● Requirements:
Which lines in the records below contain the word "blue"? List each of those lines in full.

● Provided records:
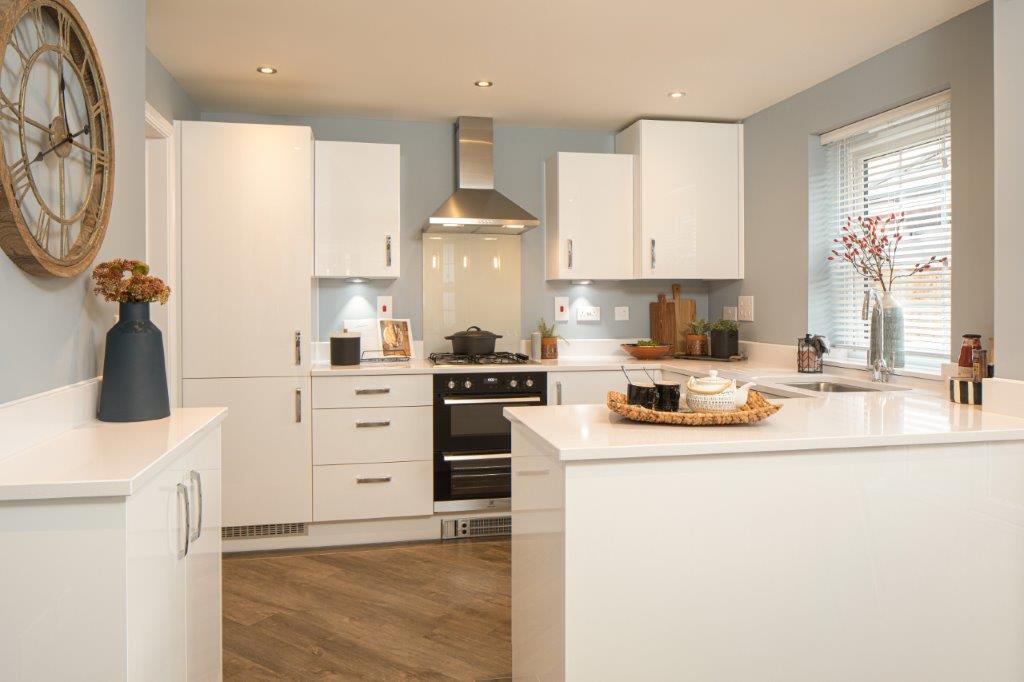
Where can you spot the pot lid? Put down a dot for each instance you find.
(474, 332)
==
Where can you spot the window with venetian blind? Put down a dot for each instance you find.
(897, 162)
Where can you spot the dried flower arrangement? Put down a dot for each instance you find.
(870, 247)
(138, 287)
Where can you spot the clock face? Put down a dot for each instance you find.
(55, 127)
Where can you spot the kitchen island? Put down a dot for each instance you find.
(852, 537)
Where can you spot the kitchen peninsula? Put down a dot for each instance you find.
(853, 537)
---
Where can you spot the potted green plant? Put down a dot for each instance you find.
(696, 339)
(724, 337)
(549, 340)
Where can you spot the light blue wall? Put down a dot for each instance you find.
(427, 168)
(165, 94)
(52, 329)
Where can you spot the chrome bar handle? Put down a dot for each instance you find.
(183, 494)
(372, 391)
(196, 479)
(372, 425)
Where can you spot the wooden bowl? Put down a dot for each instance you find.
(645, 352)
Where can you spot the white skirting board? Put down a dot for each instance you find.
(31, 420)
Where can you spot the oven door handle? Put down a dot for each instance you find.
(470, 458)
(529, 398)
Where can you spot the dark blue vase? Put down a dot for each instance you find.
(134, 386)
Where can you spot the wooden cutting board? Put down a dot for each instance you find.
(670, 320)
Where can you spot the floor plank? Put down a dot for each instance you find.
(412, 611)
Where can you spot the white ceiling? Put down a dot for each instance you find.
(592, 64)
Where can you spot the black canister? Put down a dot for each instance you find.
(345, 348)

● Correct answer:
Where can you spot the light blue wall? Put down a dot for each instance you find.
Where can you spot the dark blue vase? Put down a dot for each instance you find.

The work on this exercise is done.